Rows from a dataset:
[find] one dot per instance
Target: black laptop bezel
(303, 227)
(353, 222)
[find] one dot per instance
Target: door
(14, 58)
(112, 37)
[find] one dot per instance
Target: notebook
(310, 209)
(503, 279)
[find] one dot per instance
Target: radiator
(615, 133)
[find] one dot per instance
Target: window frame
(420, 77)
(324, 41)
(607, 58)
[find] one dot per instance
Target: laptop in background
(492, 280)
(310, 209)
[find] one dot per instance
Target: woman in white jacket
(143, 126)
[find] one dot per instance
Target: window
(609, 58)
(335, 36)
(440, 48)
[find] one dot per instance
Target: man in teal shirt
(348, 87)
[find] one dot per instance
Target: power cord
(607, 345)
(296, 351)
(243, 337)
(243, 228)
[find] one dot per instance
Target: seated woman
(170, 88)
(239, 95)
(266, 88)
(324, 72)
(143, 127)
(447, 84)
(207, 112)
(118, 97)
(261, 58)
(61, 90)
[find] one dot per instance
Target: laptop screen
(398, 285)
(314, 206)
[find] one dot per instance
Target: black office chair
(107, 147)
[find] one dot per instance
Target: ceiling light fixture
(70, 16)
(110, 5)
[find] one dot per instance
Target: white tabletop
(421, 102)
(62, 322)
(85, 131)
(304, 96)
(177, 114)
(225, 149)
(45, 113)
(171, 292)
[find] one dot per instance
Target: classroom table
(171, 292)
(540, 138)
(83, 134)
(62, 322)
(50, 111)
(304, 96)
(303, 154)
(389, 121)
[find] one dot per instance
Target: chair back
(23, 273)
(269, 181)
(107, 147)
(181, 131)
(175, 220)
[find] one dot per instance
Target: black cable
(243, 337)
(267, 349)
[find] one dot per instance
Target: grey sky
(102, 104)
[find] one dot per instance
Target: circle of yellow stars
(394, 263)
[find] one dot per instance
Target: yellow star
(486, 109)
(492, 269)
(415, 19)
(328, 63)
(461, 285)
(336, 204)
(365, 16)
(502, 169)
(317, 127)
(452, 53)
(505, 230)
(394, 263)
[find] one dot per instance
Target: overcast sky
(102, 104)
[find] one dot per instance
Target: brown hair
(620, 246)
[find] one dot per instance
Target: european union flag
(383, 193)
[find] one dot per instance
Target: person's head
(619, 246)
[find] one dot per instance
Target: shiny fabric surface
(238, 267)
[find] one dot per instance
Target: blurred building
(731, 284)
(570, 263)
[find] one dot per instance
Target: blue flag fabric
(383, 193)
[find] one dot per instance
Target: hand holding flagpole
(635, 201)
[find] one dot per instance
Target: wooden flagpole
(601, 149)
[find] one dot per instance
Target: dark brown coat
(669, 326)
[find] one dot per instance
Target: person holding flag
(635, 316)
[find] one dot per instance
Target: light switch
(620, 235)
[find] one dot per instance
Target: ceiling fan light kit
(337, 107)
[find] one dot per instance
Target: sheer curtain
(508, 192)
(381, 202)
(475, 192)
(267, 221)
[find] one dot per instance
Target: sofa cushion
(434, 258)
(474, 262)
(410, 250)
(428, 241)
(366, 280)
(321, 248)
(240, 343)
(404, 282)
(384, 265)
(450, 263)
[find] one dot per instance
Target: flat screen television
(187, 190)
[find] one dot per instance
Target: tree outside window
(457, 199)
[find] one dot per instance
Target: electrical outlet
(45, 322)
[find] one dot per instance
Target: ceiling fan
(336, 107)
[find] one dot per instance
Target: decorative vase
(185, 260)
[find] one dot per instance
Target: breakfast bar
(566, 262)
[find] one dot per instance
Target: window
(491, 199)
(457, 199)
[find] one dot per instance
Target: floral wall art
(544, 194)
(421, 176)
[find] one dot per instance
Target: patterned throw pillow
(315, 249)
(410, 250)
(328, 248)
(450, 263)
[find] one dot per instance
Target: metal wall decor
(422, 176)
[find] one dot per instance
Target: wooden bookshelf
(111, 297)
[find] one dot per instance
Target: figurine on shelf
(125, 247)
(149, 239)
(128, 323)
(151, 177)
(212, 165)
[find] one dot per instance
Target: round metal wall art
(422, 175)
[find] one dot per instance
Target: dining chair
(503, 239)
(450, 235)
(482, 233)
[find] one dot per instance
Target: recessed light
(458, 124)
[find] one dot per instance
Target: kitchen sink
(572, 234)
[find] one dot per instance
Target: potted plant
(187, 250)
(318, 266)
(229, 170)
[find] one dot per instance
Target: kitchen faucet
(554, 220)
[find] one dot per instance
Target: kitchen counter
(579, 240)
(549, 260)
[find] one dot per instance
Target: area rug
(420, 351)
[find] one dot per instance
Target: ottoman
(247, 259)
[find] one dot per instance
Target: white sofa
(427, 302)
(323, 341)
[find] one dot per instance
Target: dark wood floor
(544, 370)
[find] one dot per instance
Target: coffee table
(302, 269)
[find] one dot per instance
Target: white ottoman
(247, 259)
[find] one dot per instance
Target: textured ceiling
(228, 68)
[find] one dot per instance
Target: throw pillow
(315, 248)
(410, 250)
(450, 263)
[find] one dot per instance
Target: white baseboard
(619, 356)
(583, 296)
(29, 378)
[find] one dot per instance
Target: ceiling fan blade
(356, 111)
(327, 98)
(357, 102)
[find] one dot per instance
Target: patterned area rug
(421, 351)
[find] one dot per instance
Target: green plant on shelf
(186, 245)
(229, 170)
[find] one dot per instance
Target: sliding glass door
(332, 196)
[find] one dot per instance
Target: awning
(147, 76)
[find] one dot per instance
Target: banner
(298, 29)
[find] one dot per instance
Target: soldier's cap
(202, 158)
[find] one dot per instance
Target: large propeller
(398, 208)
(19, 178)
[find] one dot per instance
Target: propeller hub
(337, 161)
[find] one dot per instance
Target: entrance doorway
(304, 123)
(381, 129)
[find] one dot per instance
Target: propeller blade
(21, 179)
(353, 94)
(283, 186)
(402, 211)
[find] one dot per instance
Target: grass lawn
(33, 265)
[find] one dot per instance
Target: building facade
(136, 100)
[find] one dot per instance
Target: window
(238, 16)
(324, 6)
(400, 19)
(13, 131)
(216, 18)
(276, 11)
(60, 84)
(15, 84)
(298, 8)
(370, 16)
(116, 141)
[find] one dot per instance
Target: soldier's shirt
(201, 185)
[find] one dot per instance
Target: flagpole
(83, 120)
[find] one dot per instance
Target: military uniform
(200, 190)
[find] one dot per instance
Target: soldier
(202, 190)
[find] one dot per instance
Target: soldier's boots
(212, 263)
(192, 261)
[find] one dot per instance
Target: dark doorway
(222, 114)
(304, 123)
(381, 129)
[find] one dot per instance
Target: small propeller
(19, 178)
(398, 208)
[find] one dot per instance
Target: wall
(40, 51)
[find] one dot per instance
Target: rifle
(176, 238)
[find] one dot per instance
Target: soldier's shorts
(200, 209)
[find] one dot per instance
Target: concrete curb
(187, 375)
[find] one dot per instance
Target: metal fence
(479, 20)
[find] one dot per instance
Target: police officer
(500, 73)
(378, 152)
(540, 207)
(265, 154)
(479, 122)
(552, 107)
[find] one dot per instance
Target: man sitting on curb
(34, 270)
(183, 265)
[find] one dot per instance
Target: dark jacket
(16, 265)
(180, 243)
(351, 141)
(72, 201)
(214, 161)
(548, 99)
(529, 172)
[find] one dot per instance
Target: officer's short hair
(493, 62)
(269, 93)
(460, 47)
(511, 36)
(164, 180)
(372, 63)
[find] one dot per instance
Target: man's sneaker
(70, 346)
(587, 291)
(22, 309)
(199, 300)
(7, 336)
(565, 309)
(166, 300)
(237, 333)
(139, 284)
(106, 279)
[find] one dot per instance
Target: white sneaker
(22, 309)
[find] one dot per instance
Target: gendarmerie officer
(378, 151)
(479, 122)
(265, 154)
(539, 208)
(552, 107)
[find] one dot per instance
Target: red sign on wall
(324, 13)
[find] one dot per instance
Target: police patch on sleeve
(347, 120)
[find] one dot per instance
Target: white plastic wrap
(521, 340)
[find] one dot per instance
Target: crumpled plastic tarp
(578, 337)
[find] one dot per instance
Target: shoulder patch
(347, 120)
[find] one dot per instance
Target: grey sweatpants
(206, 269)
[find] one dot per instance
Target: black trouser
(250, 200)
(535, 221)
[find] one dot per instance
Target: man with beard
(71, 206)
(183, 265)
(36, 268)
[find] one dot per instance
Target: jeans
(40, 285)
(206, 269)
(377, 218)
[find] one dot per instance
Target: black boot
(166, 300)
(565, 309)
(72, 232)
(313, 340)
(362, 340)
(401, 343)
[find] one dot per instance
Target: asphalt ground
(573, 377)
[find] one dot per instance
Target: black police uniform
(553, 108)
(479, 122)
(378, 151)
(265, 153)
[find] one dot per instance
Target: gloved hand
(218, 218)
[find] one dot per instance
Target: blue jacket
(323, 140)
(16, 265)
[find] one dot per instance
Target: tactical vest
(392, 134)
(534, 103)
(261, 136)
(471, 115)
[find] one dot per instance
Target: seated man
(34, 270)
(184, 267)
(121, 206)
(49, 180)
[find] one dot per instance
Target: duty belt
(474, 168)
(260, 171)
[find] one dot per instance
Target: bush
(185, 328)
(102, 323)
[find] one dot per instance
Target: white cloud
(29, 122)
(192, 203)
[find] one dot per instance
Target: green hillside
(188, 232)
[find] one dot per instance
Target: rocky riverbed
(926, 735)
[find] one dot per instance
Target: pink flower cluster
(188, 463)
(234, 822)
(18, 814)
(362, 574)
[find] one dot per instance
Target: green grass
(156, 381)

What you have to do: Collect and copy out each line of the material above that contains the word "police", treating uppercase and lowercase as different.

Response:
Target: police officer
Target: police patch on sleeve
Target: black police uniform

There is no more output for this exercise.